→ What needs to be done: Transcribe the portion of the lunar rover interview below between "I think this" and "the documents describe.", inclusive.

───── Extract to read ─────

What was it like to drive a lunar rover on the Moon?
Jim Irwin, who rode shotgun in the Apollo 15 rover, likened it to a bucking bronco and to a small boat in choppy seas. Apollo 16’s Charlie Duke told me it was “squirrely,” and fishtailed like a car on an icy road. All of the crews professed thanks for their seat belts.
The rover’s light weight and extremely short wheelbase, combined with the Moon’s broken surface and one-sixth gravity, pretty much guaranteed a wild ride. Duke reported that when the front wheels hit an obstacle, they’d launch into the air and hang there, as if the LRV were moving in slow motion. Two or more wheels were often off the ground. And bear in mind, this was while the machine was moving at only five or six miles per hour.
You stress the point that three central figures in the development of the LRV—Wernher von Braun, M.G. “Greg” Bekker, and Ferenc “Frank” Pavlics—were foreign-born. What does this reveal about the history of the Apollo program, and perhaps U.S. history more generally?
All of Apollo relied on immigrants. A sizeable share of the roughly 400,000 people who worked on the program were born elsewhere, and an even larger number were first-generation Americans whose parents had immigrated. For a sense of their contributions, you need look no further than Huntsville, where von Braun’s team of German-born engineers dreamed up the rockets that got us to the Moon. America might have achieved that goal without them, but it would have taken years longer than it did.
I think this testifies to the foundational philosophy that has always been among the country’s greatest strengths: that as a “land of opportunity,” we can attract the best and brightest from around the world—and in so doing, we better and brighten ourselves. Immigrants make us who we are.
For this project, you interviewed engineers who worked on the LRV. What did you learn from those conversations that is not found in archival material?
As on any story, you can construct the framework of the rover’s development with documents. But there’s simply no substitute for talking with people who were there, who actually participated in the events the documents describe.
You can suss out the difficulties that Boeing, GM, and NASA experienced in the frantic race to finish the LRVs in time for the late Apollo missions, for example, by reading the letters and memos they produced. But talking to Boeing’s Gene Cowart, GM’s Ferenc Pavlics, and the Marshall Center’s Sonny Morea really brought home to me just how hell-for-leather that effort was. My conversations with them, and many others, infused the story with the personalities and emotions that it would have otherwise lacked.
You argue that the greatest achievements of the Apollo program came after the first Moon landing. In your opinion, what was the greatest achievement of Apollo 15, and what role did the LRV play?

───── Extracted data ─────

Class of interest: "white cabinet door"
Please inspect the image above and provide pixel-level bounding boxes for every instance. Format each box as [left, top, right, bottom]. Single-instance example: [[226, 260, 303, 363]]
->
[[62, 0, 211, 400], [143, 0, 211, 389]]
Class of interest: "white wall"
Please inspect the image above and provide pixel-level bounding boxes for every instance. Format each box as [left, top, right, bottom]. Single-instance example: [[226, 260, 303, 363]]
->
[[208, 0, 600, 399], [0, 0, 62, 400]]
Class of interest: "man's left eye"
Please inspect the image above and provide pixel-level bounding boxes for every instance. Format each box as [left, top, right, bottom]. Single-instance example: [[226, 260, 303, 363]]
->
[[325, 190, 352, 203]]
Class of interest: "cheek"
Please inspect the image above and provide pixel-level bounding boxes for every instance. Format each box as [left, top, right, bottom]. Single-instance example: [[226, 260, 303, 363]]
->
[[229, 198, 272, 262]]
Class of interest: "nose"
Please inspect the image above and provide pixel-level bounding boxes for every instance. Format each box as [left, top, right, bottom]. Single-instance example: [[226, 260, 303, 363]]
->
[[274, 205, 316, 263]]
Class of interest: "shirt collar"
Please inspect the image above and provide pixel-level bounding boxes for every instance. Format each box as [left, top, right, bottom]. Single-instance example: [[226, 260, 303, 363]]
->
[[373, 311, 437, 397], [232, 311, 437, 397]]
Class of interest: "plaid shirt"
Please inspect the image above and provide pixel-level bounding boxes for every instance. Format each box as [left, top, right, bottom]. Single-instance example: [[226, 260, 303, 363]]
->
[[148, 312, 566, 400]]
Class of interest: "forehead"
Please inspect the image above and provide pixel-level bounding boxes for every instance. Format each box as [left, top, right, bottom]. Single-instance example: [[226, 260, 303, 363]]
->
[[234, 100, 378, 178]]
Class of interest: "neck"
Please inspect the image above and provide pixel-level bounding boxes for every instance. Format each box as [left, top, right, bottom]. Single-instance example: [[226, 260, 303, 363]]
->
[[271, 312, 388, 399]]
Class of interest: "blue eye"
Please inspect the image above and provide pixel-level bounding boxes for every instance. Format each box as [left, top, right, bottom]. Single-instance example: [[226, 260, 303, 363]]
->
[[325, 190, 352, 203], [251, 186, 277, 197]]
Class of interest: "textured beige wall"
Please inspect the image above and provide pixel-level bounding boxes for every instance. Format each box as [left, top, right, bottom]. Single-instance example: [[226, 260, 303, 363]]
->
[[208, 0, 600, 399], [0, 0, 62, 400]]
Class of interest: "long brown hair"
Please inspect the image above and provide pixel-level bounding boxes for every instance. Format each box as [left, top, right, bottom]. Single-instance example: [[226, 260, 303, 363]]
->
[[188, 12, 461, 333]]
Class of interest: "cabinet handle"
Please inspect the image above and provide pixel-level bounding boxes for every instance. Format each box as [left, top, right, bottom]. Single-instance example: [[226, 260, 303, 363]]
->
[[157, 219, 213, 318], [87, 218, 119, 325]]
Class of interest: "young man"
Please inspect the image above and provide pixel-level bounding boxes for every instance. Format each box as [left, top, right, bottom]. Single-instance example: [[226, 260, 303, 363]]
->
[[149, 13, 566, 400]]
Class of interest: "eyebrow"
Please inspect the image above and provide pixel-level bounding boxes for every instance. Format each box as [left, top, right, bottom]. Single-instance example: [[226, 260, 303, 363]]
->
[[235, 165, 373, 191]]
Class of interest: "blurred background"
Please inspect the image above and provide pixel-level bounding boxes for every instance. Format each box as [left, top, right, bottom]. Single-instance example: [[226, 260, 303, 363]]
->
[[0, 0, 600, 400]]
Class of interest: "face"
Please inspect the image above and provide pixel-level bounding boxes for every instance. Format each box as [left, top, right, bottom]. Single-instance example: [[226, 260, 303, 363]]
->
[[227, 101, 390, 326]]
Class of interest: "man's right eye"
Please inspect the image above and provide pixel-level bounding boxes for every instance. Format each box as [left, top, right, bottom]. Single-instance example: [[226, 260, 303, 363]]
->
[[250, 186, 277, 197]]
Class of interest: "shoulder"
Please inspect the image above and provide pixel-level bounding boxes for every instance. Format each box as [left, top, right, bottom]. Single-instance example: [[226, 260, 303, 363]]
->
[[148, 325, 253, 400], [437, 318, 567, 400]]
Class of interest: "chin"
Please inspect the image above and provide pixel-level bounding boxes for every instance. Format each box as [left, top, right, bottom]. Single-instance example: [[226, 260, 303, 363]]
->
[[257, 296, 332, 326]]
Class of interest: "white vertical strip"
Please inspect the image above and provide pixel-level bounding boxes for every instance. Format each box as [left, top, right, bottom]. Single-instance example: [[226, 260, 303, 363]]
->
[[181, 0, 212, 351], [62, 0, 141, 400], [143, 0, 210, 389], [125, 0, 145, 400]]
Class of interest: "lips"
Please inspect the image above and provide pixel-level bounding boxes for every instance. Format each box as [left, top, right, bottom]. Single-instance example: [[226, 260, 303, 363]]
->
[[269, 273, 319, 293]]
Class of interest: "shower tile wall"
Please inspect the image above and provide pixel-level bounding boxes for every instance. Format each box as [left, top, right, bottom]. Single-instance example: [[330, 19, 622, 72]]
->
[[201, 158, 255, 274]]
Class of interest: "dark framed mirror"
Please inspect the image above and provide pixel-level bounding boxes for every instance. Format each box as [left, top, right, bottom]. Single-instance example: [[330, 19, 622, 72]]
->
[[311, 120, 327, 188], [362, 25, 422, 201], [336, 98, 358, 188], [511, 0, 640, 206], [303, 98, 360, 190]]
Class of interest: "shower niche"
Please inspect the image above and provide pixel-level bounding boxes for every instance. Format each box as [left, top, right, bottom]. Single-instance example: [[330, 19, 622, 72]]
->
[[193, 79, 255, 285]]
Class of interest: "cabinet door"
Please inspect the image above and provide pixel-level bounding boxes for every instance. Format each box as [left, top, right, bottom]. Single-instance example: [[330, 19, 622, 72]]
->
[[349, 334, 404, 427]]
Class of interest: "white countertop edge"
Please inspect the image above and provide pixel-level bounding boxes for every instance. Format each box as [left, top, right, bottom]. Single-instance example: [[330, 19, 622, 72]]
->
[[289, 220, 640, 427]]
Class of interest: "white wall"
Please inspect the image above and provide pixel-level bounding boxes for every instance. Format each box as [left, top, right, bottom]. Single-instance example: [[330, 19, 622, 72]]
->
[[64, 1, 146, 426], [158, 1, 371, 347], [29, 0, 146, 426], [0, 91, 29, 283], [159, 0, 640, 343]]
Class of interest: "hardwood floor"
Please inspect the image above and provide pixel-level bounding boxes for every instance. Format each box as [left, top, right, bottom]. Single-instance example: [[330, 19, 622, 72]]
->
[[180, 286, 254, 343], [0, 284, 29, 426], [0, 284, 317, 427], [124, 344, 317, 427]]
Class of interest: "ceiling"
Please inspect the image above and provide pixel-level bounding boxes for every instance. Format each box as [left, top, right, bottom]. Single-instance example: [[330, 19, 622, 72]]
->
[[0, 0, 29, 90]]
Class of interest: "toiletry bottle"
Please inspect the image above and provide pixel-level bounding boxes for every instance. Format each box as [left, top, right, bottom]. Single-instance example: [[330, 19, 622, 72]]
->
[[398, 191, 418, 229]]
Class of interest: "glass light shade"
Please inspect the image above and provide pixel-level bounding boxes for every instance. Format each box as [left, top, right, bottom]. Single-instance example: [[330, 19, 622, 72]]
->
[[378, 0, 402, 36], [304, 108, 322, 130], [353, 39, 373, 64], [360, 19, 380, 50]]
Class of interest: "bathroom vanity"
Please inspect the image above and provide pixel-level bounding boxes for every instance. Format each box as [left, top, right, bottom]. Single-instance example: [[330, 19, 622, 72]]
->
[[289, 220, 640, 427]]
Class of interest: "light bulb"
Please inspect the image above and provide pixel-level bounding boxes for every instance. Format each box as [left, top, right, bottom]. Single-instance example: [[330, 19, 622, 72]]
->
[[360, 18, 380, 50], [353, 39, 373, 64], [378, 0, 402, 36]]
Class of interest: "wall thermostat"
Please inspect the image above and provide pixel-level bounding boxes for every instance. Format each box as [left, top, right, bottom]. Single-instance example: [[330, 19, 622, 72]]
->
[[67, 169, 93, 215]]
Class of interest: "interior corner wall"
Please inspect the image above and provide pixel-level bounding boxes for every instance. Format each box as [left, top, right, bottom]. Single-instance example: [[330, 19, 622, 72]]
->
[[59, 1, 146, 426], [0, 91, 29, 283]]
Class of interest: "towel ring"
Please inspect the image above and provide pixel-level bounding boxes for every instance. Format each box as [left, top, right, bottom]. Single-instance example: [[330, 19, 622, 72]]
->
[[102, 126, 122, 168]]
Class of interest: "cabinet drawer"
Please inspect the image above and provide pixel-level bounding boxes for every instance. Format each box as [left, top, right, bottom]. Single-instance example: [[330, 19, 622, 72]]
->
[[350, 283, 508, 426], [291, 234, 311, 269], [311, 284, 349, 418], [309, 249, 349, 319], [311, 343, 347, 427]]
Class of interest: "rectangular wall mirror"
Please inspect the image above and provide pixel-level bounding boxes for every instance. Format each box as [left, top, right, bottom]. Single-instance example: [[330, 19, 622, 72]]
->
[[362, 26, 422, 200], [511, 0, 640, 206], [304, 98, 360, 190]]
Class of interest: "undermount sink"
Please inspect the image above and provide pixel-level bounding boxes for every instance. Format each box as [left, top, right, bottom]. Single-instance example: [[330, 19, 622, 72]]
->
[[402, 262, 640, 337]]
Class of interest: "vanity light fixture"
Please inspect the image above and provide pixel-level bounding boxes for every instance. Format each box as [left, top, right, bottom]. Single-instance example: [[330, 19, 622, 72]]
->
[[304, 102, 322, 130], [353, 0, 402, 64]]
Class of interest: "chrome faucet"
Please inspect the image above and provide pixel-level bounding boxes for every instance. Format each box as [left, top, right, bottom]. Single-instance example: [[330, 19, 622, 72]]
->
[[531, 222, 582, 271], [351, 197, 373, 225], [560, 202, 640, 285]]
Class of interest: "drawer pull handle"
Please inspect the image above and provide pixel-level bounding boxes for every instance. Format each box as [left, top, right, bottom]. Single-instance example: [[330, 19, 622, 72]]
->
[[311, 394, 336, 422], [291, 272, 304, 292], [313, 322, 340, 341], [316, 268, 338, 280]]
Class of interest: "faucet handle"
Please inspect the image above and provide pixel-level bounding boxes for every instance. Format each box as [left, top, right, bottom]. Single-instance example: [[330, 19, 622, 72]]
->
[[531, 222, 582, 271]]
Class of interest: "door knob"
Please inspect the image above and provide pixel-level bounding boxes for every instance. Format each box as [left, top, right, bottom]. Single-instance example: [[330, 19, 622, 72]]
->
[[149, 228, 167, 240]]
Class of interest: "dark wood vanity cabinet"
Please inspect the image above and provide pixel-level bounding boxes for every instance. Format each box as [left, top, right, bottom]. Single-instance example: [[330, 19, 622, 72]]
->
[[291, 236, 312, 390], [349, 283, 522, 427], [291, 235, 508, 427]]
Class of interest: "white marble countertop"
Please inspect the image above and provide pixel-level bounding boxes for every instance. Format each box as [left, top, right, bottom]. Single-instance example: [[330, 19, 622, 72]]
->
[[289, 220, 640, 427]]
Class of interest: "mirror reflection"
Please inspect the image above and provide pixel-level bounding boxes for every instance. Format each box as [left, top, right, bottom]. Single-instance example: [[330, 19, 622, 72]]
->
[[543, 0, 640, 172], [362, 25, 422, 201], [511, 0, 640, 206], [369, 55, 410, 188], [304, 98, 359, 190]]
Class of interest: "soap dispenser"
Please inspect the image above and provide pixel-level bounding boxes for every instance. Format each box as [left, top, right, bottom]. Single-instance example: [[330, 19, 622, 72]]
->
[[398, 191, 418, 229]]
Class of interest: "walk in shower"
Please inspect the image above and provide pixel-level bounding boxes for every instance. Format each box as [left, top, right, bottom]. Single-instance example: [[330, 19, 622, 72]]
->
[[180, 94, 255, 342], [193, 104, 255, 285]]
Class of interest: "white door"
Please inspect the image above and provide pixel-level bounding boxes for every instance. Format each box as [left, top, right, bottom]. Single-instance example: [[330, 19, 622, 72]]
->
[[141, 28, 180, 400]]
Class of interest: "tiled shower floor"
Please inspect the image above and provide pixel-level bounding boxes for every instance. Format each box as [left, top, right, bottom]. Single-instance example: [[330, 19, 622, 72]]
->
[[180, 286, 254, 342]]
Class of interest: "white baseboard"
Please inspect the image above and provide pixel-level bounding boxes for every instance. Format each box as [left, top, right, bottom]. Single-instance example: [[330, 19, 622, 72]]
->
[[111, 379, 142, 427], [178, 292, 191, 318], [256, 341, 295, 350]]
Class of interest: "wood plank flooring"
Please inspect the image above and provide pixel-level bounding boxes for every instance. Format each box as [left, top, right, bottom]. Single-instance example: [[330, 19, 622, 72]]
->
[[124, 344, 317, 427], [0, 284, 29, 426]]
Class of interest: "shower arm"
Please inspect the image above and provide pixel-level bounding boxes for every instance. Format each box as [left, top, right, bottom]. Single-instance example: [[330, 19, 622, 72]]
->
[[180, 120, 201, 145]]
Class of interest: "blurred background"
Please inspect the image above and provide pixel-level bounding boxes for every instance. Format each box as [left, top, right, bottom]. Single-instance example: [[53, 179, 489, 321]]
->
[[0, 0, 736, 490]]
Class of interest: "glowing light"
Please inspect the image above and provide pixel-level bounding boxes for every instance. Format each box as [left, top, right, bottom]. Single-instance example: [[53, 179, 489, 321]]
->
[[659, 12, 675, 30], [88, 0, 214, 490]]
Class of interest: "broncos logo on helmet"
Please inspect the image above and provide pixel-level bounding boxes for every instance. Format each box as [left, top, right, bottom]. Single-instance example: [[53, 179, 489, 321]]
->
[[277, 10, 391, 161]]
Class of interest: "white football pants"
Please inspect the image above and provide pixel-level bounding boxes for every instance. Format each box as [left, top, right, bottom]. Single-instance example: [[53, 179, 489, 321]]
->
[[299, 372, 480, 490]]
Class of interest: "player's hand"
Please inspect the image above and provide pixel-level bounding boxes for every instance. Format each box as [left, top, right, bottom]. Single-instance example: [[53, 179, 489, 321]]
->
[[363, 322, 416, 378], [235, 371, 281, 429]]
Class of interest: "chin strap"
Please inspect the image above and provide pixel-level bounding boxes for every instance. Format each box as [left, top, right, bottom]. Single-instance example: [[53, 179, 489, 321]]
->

─────

→ Task answer:
I think this testifies to the foundational philosophy that has always been among the country’s greatest strengths: that as a “land of opportunity,” we can attract the best and brightest from around the world—and in so doing, we better and brighten ourselves. Immigrants make us who we are.
For this project, you interviewed engineers who worked on the LRV. What did you learn from those conversations that is not found in archival material?
As on any story, you can construct the framework of the rover’s development with documents. But there’s simply no substitute for talking with people who were there, who actually participated in the events the documents describe.